Print each record below exactly as it appears.

====== Extracted entries ======

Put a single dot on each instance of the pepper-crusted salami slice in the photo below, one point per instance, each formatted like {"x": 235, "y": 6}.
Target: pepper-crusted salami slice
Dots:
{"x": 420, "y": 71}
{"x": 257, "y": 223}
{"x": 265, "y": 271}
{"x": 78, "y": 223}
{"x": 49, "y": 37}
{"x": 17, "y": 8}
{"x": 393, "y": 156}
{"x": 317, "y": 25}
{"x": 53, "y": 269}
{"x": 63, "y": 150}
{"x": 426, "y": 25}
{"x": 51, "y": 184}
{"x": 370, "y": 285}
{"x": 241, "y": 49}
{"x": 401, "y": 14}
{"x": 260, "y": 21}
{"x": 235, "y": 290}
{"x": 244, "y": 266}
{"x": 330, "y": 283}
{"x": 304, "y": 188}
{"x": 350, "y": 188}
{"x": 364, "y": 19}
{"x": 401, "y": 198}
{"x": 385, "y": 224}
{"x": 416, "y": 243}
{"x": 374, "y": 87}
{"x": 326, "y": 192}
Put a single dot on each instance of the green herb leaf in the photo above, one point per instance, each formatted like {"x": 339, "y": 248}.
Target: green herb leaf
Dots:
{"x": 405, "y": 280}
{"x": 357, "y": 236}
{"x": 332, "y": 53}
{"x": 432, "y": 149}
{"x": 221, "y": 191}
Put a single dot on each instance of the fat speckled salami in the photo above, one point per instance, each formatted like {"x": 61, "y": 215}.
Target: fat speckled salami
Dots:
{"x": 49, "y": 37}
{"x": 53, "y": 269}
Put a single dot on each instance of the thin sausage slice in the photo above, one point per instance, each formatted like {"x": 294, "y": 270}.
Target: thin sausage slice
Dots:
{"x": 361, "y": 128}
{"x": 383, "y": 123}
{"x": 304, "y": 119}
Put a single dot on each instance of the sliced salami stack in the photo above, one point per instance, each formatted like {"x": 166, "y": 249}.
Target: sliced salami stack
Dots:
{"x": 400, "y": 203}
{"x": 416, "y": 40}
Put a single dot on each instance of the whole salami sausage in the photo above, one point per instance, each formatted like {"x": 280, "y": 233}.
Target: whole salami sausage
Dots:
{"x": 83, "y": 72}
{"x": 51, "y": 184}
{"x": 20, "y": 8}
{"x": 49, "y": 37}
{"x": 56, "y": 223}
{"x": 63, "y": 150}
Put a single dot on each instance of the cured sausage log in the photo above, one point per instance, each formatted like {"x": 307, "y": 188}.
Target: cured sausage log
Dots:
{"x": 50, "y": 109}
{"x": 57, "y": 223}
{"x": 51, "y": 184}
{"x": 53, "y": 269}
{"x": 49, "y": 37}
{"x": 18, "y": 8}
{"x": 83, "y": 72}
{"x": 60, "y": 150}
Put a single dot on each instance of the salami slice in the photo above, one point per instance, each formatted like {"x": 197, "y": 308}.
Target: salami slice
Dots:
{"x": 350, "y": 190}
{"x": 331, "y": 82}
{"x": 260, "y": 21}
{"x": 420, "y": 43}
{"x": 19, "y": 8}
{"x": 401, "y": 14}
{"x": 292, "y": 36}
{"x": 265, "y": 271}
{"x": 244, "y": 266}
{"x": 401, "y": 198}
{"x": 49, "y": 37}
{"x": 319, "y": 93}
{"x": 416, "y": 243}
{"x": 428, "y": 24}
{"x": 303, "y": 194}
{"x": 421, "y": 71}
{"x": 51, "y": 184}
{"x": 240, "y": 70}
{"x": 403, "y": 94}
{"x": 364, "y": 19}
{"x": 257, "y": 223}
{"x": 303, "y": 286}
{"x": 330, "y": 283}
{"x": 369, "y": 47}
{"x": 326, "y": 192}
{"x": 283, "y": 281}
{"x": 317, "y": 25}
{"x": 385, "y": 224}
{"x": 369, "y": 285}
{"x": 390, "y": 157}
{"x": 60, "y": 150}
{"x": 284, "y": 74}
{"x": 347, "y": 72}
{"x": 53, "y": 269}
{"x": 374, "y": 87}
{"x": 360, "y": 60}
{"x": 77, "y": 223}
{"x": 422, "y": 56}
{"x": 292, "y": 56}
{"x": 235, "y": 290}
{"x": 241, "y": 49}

======

-- Final answer --
Put a single dot on each instance of the pepper-crusted salami slice in the photo below, one point per instance, each formatted like {"x": 235, "y": 6}.
Target: pepper-crusted salami slice
Dots:
{"x": 420, "y": 71}
{"x": 257, "y": 223}
{"x": 265, "y": 271}
{"x": 78, "y": 223}
{"x": 49, "y": 37}
{"x": 17, "y": 8}
{"x": 393, "y": 156}
{"x": 317, "y": 25}
{"x": 53, "y": 269}
{"x": 63, "y": 150}
{"x": 426, "y": 25}
{"x": 51, "y": 184}
{"x": 370, "y": 285}
{"x": 241, "y": 49}
{"x": 401, "y": 14}
{"x": 260, "y": 21}
{"x": 235, "y": 290}
{"x": 244, "y": 266}
{"x": 330, "y": 283}
{"x": 304, "y": 188}
{"x": 350, "y": 188}
{"x": 364, "y": 19}
{"x": 401, "y": 198}
{"x": 385, "y": 224}
{"x": 416, "y": 243}
{"x": 374, "y": 87}
{"x": 326, "y": 192}
Put a single dot on each instance of the green herb leaf in the photo above, one point per instance, each formatted like {"x": 339, "y": 248}.
Target: green herb leaf
Dots:
{"x": 405, "y": 280}
{"x": 357, "y": 236}
{"x": 332, "y": 53}
{"x": 432, "y": 149}
{"x": 221, "y": 191}
Put a single dot on each instance of the fat speckled salami in the photo above, one point per instance, each formatted like {"x": 61, "y": 215}.
Target: fat speckled salami
Dots:
{"x": 49, "y": 37}
{"x": 53, "y": 269}
Put a single dot on each instance of the thin sausage slice in the photo above, one point per instance, each formatted like {"x": 294, "y": 270}.
Target: thin sausage slice
Dots:
{"x": 361, "y": 128}
{"x": 383, "y": 123}
{"x": 304, "y": 119}
Put a single dot on each instance of the sliced salami stack in the photo above, one point per instance, each formatted like {"x": 166, "y": 249}.
Target: sliced salami stack
Dots:
{"x": 400, "y": 203}
{"x": 416, "y": 40}
Put a single dot on each instance of the whole salami sausage in the photo above, one point per instance, each formatted like {"x": 280, "y": 233}.
Target: whole salami sausage
Dots:
{"x": 83, "y": 72}
{"x": 51, "y": 184}
{"x": 20, "y": 8}
{"x": 49, "y": 37}
{"x": 56, "y": 223}
{"x": 63, "y": 150}
Put a single dot on each instance of the cured sausage log in the photo above, one point per instance, each formatted like {"x": 307, "y": 188}.
Target: cured sausage log
Dots:
{"x": 50, "y": 109}
{"x": 57, "y": 223}
{"x": 51, "y": 184}
{"x": 53, "y": 269}
{"x": 49, "y": 37}
{"x": 18, "y": 8}
{"x": 83, "y": 72}
{"x": 60, "y": 150}
Put a single dot on each instance of the salami slice in the photo above, one point per instance, each formatted like {"x": 197, "y": 308}.
Target: salami slice
Dots:
{"x": 350, "y": 190}
{"x": 331, "y": 82}
{"x": 260, "y": 21}
{"x": 420, "y": 43}
{"x": 19, "y": 8}
{"x": 401, "y": 14}
{"x": 292, "y": 36}
{"x": 265, "y": 271}
{"x": 244, "y": 266}
{"x": 401, "y": 198}
{"x": 49, "y": 37}
{"x": 319, "y": 93}
{"x": 416, "y": 243}
{"x": 428, "y": 24}
{"x": 303, "y": 194}
{"x": 421, "y": 71}
{"x": 51, "y": 184}
{"x": 240, "y": 70}
{"x": 403, "y": 94}
{"x": 364, "y": 19}
{"x": 257, "y": 223}
{"x": 303, "y": 286}
{"x": 330, "y": 283}
{"x": 369, "y": 47}
{"x": 326, "y": 192}
{"x": 283, "y": 281}
{"x": 317, "y": 25}
{"x": 385, "y": 224}
{"x": 369, "y": 285}
{"x": 390, "y": 157}
{"x": 60, "y": 150}
{"x": 284, "y": 74}
{"x": 347, "y": 72}
{"x": 53, "y": 269}
{"x": 374, "y": 87}
{"x": 360, "y": 60}
{"x": 77, "y": 223}
{"x": 422, "y": 56}
{"x": 292, "y": 56}
{"x": 235, "y": 290}
{"x": 241, "y": 49}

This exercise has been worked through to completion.